◆ WHAT IS NEEDED ◆
Look below and pull out each line with the word "blue".

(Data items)
****************
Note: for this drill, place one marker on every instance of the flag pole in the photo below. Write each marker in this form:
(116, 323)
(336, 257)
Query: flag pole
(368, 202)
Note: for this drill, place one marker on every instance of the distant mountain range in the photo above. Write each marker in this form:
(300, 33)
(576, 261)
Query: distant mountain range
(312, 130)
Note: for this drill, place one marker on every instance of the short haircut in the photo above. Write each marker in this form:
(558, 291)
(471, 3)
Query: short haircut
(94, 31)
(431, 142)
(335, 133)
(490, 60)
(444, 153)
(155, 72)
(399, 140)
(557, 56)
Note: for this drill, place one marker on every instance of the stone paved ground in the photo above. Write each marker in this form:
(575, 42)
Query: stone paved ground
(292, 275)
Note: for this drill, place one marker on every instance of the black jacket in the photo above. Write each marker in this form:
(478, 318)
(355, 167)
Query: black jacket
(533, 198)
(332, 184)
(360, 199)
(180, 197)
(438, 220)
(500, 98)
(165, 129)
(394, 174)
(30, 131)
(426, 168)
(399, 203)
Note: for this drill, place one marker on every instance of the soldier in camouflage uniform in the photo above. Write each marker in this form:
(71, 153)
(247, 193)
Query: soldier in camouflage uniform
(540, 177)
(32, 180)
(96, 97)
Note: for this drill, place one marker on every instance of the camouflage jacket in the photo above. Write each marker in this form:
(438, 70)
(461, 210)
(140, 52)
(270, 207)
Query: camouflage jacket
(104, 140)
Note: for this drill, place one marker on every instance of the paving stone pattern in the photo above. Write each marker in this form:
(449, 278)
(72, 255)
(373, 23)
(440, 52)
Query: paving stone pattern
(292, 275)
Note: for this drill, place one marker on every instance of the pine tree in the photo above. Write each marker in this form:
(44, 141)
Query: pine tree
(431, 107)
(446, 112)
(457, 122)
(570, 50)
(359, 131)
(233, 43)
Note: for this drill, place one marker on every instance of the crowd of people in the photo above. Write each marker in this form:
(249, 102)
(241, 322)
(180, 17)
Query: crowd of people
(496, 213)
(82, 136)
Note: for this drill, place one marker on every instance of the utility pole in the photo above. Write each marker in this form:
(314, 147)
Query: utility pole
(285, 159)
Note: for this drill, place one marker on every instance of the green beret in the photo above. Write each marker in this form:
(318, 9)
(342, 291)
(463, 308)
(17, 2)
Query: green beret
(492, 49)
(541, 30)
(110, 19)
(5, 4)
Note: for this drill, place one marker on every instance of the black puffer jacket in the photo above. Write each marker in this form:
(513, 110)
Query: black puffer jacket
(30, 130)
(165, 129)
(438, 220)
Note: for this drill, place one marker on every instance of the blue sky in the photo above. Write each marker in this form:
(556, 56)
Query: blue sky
****************
◆ RESPONSE ◆
Note: for this drill, place one marker on every instance of the blue sky in the photo above. Write each marker in this form:
Query: blue sky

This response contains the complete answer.